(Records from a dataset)

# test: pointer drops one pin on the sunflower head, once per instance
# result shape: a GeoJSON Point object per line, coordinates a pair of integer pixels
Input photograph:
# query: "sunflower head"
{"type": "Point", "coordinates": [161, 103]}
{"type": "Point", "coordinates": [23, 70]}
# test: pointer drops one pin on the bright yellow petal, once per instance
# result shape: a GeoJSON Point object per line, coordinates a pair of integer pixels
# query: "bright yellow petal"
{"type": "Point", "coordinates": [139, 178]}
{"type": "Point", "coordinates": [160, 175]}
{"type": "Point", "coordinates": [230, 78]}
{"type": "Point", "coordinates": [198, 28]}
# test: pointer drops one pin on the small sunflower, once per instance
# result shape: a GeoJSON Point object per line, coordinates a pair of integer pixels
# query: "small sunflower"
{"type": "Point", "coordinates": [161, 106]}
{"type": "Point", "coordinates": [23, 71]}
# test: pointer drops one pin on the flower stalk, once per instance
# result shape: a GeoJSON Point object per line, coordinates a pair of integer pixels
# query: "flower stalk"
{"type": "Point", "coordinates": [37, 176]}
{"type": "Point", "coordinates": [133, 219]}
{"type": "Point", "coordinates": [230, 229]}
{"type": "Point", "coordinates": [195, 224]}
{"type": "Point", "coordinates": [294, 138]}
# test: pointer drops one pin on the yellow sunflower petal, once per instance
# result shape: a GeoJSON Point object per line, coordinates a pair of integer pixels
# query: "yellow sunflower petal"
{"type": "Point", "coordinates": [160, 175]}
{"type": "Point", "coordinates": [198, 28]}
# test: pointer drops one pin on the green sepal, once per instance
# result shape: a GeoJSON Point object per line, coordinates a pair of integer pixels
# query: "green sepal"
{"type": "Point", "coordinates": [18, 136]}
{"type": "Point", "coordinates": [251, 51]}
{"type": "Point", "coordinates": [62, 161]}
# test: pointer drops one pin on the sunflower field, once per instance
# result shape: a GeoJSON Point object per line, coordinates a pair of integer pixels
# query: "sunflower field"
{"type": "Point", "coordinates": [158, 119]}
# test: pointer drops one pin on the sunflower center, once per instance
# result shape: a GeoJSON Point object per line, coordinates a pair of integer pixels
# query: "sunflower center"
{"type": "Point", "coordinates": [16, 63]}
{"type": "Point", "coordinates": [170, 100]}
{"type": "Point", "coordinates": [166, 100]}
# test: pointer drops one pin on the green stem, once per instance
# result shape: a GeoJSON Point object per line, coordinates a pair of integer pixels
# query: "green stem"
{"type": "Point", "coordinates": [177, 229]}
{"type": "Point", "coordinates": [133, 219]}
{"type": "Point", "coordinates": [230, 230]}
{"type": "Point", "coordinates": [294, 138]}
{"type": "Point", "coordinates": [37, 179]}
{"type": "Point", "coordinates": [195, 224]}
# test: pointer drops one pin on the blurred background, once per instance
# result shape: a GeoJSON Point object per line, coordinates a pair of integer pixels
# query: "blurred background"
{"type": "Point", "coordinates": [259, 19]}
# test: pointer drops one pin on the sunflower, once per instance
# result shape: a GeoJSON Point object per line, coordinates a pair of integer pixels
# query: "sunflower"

→ Problem statement:
Please output the entire listing exactly as it stands.

→ Exercise result:
# test: pointer drops one pin on the sunflower head, once per instance
# result shape: a GeoJSON Point object per line, coordinates a pair of integer pixels
Input photograph:
# query: "sunflower head"
{"type": "Point", "coordinates": [161, 103]}
{"type": "Point", "coordinates": [23, 70]}
# test: pointer drops one pin on the bright yellow petal, once per instance
# result shape: a GeoJSON Point object per line, coordinates a pair of integer pixels
# query: "bright yellow petal"
{"type": "Point", "coordinates": [139, 178]}
{"type": "Point", "coordinates": [160, 175]}
{"type": "Point", "coordinates": [230, 78]}
{"type": "Point", "coordinates": [198, 28]}
# test: pointer drops one pin on the small sunflower, once per instance
# result shape: a GeoJSON Point object per line, coordinates a pair of integer pixels
# query: "small sunflower"
{"type": "Point", "coordinates": [161, 106]}
{"type": "Point", "coordinates": [23, 71]}
# test: pointer drops one pin on the flower stalk, once per instance
# result shape: a GeoJSON Point object per line, coordinates a pair of integer pixels
# query: "flower stalk"
{"type": "Point", "coordinates": [37, 176]}
{"type": "Point", "coordinates": [133, 219]}
{"type": "Point", "coordinates": [230, 229]}
{"type": "Point", "coordinates": [195, 224]}
{"type": "Point", "coordinates": [294, 138]}
# test: pointer drops one pin on the yellow sunflower petal, once per instance
# result shape: a GeoJSON Point object per line, coordinates a pair of integer pixels
# query: "yellow sunflower petal"
{"type": "Point", "coordinates": [160, 175]}
{"type": "Point", "coordinates": [198, 28]}
# test: pointer drops one pin on the green sepal, once per instance
# result shape: a GeoJSON Point object per line, coordinates a pair of integer pixels
# query: "green sepal"
{"type": "Point", "coordinates": [18, 136]}
{"type": "Point", "coordinates": [251, 51]}
{"type": "Point", "coordinates": [62, 161]}
# test: pointer drops one pin on the sunflower field, once per instance
# result shape: a GeoJSON Point object per line, coordinates a pair of integer pixels
# query: "sunflower field"
{"type": "Point", "coordinates": [158, 119]}
# test: pointer drops one pin on the sunflower center, once per instance
# result shape: a GeoJSON Point object per line, coordinates a pair of integer pixels
# query: "sunflower center"
{"type": "Point", "coordinates": [16, 63]}
{"type": "Point", "coordinates": [170, 100]}
{"type": "Point", "coordinates": [166, 100]}
# test: pointer drops one pin on the green stem, once per instance
# result shape: a GeoJSON Point object per line, coordinates a pair of integer pixels
# query: "green stem"
{"type": "Point", "coordinates": [177, 229]}
{"type": "Point", "coordinates": [133, 219]}
{"type": "Point", "coordinates": [230, 230]}
{"type": "Point", "coordinates": [294, 138]}
{"type": "Point", "coordinates": [37, 179]}
{"type": "Point", "coordinates": [195, 224]}
# test: pointer drops one pin on the blurred background, once per instance
# result shape: a GeoJSON Point object per line, coordinates a pair of integer pixels
# query: "blurred background"
{"type": "Point", "coordinates": [259, 19]}
# test: pointer drops one pin on the sunflower, once per instance
# result shape: a GeoJSON Point object per line, coordinates a pair of integer pixels
# query: "sunflower"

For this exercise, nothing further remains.